Only the text of the records below belongs in the answer, copied exactly, with pictures omitted.

RAW DATA Block Start

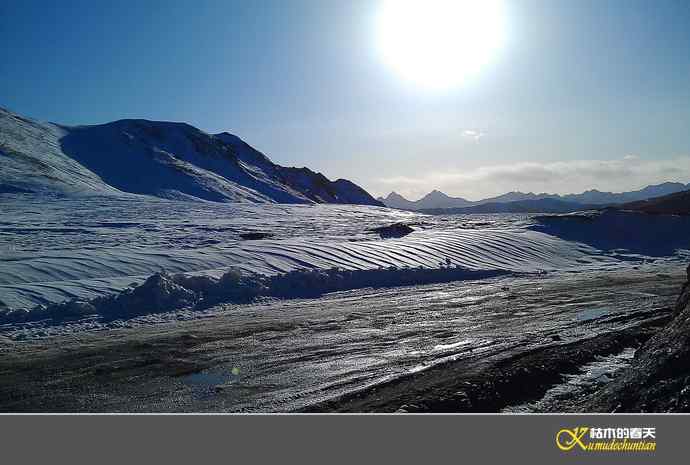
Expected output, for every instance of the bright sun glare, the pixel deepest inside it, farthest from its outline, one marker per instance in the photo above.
(437, 44)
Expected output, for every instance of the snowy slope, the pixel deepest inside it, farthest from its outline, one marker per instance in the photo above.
(162, 159)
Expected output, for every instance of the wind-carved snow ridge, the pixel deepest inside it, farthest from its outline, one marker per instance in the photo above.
(164, 293)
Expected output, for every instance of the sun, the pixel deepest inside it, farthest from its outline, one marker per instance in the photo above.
(438, 44)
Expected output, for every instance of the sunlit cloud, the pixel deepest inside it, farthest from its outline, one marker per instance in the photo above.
(472, 134)
(627, 173)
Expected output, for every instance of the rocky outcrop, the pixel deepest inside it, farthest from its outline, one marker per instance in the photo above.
(658, 379)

RAW DATA Block End

▶ [YOUR SOLUTION]
Expected output, for every instance of the bright sun glare, the pixel deepest inside it, farthest from its outline, one marker per instance in the photo above.
(437, 44)
Expected output, for every instance of the snowy slope, the pixel deepest inside it, farthest from its outline, one marker per instance in the photo above.
(162, 159)
Expected output, for every instance of the wind-carved snow ridge, the pixel deepest inside it, farthest from its outline, one marker per instance in the photo above.
(164, 293)
Expected output, for every instance of the sun, the pixel deepest inside it, farthest from its outline, one marker per instance in the photo above.
(438, 44)
Expected output, for every instance of the sunlit cloud, the pixel deepest inside it, farthest from its outline, one marker per instance in the photo above.
(472, 134)
(627, 173)
Expected output, for every instance of the rocky outcrop, the pixel deepest inside it, farthest from its outline, one marker per instance in the photo above.
(658, 379)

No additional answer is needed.